Pointing dataset excerpts

+--

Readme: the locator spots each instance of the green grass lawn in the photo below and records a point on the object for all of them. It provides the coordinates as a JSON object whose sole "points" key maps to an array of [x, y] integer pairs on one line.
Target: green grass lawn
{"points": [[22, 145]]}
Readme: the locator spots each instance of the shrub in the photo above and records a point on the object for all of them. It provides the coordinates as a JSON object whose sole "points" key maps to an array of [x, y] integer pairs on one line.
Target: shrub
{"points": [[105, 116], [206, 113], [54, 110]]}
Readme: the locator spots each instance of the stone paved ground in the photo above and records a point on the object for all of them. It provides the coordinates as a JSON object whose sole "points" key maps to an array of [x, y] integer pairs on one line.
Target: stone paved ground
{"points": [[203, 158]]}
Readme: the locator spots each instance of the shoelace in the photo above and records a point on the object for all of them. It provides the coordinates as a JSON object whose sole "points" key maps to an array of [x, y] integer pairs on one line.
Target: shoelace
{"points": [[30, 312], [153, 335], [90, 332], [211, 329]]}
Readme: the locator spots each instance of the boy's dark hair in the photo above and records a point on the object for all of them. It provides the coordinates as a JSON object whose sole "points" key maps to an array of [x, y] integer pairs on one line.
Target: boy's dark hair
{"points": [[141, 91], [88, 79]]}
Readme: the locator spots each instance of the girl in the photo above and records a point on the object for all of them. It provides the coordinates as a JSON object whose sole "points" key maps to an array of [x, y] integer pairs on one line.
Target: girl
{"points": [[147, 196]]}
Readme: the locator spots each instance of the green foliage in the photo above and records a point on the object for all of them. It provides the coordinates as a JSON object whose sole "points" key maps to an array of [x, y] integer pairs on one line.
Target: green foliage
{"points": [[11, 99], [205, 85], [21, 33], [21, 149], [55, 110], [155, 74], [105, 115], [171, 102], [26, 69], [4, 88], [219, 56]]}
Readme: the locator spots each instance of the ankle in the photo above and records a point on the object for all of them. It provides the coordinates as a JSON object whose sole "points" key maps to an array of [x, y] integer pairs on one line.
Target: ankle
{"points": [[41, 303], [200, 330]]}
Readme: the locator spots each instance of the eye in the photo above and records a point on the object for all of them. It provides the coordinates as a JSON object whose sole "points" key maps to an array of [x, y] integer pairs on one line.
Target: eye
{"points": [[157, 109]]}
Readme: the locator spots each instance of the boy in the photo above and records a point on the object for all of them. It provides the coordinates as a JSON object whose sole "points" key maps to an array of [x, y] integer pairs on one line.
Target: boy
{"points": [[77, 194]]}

+--

◆ **PROMPT**
Please rewrite every line from the line with "Readme: the locator spots each instance of the ankle" up to and including the last line, adding -118 to each coordinate in the answers and leaving everything else unchanged.

◆ **TASK SOLUTION**
Readme: the locator spots each instance of the ankle in the photo above and records a point on the object for all of them. It provides the coordinates as a JSON object whose sole "points" key maps to an array of [x, y] integer pairs on one line.
Target: ankle
{"points": [[-77, 185], [82, 212]]}
Readme: the locator spots each instance of the eye in the photo above and records a point on the object for all of them. It provides the coordinates as a JSON object whose sole "points" key maps to an array of [x, y] integer pairs on one line.
Target: eye
{"points": [[39, -9]]}
Readme: the locator spots each instance of the boy in the photo above and records a point on the object for all of them. It provides the coordinates as a JSON object whose sole "points" key maps to an array of [x, y] integer pairs on one line.
Target: boy
{"points": [[-41, 76]]}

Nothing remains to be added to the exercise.